▸ **What is required**
The entries below must be transcribed exactly. Leave nothing out.

*** Task material ***

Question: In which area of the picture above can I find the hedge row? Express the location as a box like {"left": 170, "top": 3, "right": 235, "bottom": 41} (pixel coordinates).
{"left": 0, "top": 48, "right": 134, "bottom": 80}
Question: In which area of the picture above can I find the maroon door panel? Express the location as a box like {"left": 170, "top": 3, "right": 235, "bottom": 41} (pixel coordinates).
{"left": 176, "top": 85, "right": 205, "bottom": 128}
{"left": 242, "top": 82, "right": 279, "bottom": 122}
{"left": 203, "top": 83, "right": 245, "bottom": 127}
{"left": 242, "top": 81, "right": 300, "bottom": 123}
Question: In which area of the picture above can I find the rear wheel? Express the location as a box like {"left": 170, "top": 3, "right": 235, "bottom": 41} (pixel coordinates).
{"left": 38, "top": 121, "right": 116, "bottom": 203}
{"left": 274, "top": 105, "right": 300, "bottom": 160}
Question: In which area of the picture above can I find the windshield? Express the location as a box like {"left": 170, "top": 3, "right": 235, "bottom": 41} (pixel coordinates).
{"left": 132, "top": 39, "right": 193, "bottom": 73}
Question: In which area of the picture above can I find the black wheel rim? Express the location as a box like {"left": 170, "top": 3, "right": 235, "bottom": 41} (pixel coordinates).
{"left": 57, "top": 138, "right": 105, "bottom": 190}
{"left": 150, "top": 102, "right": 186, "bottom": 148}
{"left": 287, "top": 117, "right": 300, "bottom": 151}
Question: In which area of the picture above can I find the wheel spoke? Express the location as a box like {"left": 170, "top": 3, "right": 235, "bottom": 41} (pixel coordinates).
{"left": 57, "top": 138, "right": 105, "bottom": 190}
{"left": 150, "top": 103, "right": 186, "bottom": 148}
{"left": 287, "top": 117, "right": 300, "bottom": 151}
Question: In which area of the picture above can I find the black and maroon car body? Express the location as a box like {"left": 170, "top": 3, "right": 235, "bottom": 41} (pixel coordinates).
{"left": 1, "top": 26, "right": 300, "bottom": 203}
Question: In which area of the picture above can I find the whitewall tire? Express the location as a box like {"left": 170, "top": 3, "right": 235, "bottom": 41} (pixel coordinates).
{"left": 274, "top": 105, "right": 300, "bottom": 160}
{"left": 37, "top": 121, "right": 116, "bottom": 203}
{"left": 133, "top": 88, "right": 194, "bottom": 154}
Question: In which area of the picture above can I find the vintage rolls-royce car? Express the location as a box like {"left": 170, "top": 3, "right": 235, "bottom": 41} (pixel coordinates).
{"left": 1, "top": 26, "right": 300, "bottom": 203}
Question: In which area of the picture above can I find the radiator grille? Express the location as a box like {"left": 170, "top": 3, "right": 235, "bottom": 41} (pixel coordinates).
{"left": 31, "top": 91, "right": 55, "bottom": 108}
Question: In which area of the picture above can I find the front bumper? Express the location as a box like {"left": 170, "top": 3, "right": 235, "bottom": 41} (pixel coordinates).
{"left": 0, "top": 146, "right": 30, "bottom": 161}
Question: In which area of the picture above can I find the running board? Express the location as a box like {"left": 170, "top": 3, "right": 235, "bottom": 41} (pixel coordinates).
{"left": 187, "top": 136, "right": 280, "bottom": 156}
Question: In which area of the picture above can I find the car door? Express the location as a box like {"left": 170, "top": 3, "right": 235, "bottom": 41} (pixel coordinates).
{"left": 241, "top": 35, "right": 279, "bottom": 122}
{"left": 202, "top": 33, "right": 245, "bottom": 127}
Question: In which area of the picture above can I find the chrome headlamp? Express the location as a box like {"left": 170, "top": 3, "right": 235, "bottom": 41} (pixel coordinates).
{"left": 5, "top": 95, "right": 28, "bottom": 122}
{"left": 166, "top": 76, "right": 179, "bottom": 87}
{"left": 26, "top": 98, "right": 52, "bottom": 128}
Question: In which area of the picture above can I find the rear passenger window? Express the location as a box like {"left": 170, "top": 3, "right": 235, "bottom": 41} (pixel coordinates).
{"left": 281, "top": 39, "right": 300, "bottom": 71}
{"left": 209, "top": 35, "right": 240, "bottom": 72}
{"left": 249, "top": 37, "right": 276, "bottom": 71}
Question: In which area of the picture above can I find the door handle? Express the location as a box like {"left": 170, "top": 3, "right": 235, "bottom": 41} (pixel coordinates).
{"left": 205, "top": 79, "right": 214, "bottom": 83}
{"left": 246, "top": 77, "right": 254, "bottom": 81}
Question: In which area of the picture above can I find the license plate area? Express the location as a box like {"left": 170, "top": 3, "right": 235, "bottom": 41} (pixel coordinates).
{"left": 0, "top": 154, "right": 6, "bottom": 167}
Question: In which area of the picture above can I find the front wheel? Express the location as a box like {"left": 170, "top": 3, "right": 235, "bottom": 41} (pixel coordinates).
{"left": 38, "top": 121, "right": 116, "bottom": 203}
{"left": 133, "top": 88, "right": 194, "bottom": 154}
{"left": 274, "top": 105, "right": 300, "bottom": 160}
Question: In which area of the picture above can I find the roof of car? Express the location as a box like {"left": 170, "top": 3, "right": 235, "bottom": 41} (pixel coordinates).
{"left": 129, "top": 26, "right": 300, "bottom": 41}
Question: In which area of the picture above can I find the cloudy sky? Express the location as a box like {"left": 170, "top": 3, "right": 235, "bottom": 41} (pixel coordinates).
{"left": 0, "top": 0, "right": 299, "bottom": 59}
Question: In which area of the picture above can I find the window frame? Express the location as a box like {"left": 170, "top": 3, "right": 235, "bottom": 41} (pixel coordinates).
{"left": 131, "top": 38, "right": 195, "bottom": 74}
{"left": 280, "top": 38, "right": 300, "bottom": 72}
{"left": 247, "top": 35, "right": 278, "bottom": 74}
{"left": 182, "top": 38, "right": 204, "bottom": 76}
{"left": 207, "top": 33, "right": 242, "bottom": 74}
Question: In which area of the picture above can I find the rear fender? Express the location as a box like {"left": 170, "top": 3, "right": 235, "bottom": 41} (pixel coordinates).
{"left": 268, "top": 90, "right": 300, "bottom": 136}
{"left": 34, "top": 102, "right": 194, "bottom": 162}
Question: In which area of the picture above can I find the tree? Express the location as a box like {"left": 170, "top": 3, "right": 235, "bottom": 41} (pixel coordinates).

*** End of Task material ***

▸ **Result of this task**
Question: In which area of the picture above can I find the hedge row? Express the location as a box like {"left": 170, "top": 3, "right": 235, "bottom": 41} (pixel coordinates).
{"left": 0, "top": 48, "right": 134, "bottom": 80}
Question: In which area of the picture above can I find the maroon door panel? Express the location as a box like {"left": 170, "top": 3, "right": 235, "bottom": 41} (pixel coordinates).
{"left": 176, "top": 85, "right": 205, "bottom": 128}
{"left": 242, "top": 82, "right": 279, "bottom": 122}
{"left": 203, "top": 83, "right": 245, "bottom": 127}
{"left": 242, "top": 81, "right": 300, "bottom": 123}
Question: In which area of the picture above can I find the rear wheel? Express the location as a box like {"left": 170, "top": 3, "right": 235, "bottom": 41} (pixel coordinates).
{"left": 38, "top": 121, "right": 116, "bottom": 203}
{"left": 274, "top": 105, "right": 300, "bottom": 160}
Question: In which area of the picture above can I find the windshield? Express the location as a box like {"left": 170, "top": 3, "right": 235, "bottom": 41} (pixel coordinates).
{"left": 132, "top": 39, "right": 193, "bottom": 73}
Question: In which area of the picture above can I find the black wheel rim? Express the location as a box like {"left": 170, "top": 3, "right": 235, "bottom": 41} (pixel coordinates).
{"left": 57, "top": 138, "right": 105, "bottom": 190}
{"left": 150, "top": 102, "right": 186, "bottom": 148}
{"left": 287, "top": 117, "right": 300, "bottom": 151}
Question: In which area of the picture above can I find the wheel spoke? Express the location as a box like {"left": 170, "top": 3, "right": 235, "bottom": 41} (pixel coordinates).
{"left": 57, "top": 138, "right": 105, "bottom": 190}
{"left": 150, "top": 103, "right": 186, "bottom": 148}
{"left": 287, "top": 117, "right": 300, "bottom": 151}
Question: In which area of the picture above can I find the black and maroon car body? Express the location as a box like {"left": 170, "top": 3, "right": 235, "bottom": 41} (pixel coordinates).
{"left": 1, "top": 26, "right": 300, "bottom": 203}
Question: In which area of the picture above can I find the whitewall tire? Express the location as a box like {"left": 170, "top": 3, "right": 235, "bottom": 41} (pixel coordinates).
{"left": 274, "top": 105, "right": 300, "bottom": 160}
{"left": 37, "top": 121, "right": 116, "bottom": 203}
{"left": 133, "top": 88, "right": 194, "bottom": 154}
Question: In which area of the picture above can I find the vintage rolls-royce car? Express the location as a box like {"left": 170, "top": 3, "right": 235, "bottom": 41} (pixel coordinates).
{"left": 1, "top": 26, "right": 300, "bottom": 203}
Question: In which area of the picture above can I find the radiator grille? Express the location as a box like {"left": 170, "top": 3, "right": 235, "bottom": 41} (pixel coordinates).
{"left": 31, "top": 91, "right": 55, "bottom": 108}
Question: In which area of the picture above can I find the front bumper? Express the location as a box like {"left": 170, "top": 3, "right": 235, "bottom": 41} (pixel coordinates).
{"left": 0, "top": 146, "right": 30, "bottom": 161}
Question: In which area of the picture above can I find the running board? Express the location as a box like {"left": 170, "top": 3, "right": 235, "bottom": 41} (pixel coordinates).
{"left": 187, "top": 136, "right": 280, "bottom": 156}
Question: In which area of the picture above can I find the car door? Express the location as a box like {"left": 170, "top": 3, "right": 235, "bottom": 41} (pixel coordinates).
{"left": 241, "top": 35, "right": 279, "bottom": 122}
{"left": 202, "top": 33, "right": 245, "bottom": 127}
Question: In which area of the picture above can I find the chrome headlamp? Express the location as a box like {"left": 170, "top": 3, "right": 235, "bottom": 41} (pixel coordinates).
{"left": 5, "top": 95, "right": 28, "bottom": 122}
{"left": 166, "top": 76, "right": 179, "bottom": 87}
{"left": 26, "top": 98, "right": 52, "bottom": 128}
Question: In which area of the picture above can I find the rear passenger window? Express the location as a box like {"left": 170, "top": 3, "right": 235, "bottom": 41} (pixel coordinates).
{"left": 281, "top": 39, "right": 300, "bottom": 71}
{"left": 209, "top": 35, "right": 240, "bottom": 72}
{"left": 249, "top": 37, "right": 276, "bottom": 71}
Question: In which area of the picture above can I find the door handle? Express the location as a box like {"left": 170, "top": 3, "right": 235, "bottom": 41} (pixel coordinates).
{"left": 205, "top": 79, "right": 214, "bottom": 83}
{"left": 246, "top": 77, "right": 254, "bottom": 81}
Question: In which area of the picture above can I find the license plate area? Express the location as a box like {"left": 170, "top": 3, "right": 235, "bottom": 41} (pixel coordinates).
{"left": 0, "top": 154, "right": 6, "bottom": 167}
Question: In which area of the picture above can I find the front wheel? Express the location as a box like {"left": 170, "top": 3, "right": 235, "bottom": 41} (pixel coordinates).
{"left": 38, "top": 121, "right": 116, "bottom": 203}
{"left": 133, "top": 88, "right": 194, "bottom": 154}
{"left": 274, "top": 105, "right": 300, "bottom": 160}
Question: In which area of the picture above can I find the roof of car? Express the location as a box like {"left": 170, "top": 3, "right": 235, "bottom": 41} (pixel coordinates).
{"left": 129, "top": 26, "right": 300, "bottom": 41}
Question: In which area of the picture above can I find the cloudy sky? Express the location as a box like {"left": 170, "top": 3, "right": 235, "bottom": 41} (pixel coordinates).
{"left": 0, "top": 0, "right": 299, "bottom": 59}
Question: In which area of the picture above can I find the window frame? Express the location as a box like {"left": 170, "top": 3, "right": 235, "bottom": 41} (pixel coordinates).
{"left": 131, "top": 38, "right": 195, "bottom": 74}
{"left": 280, "top": 38, "right": 300, "bottom": 72}
{"left": 247, "top": 35, "right": 278, "bottom": 74}
{"left": 182, "top": 38, "right": 204, "bottom": 76}
{"left": 207, "top": 33, "right": 242, "bottom": 74}
Question: In which area of the picture above can I find the rear fender? Express the location as a box like {"left": 170, "top": 3, "right": 235, "bottom": 41} (pixel coordinates).
{"left": 268, "top": 90, "right": 300, "bottom": 136}
{"left": 34, "top": 102, "right": 194, "bottom": 162}
Question: In which area of the picture above can I find the tree? Express the location as a box like {"left": 170, "top": 3, "right": 235, "bottom": 41} (pixel coordinates).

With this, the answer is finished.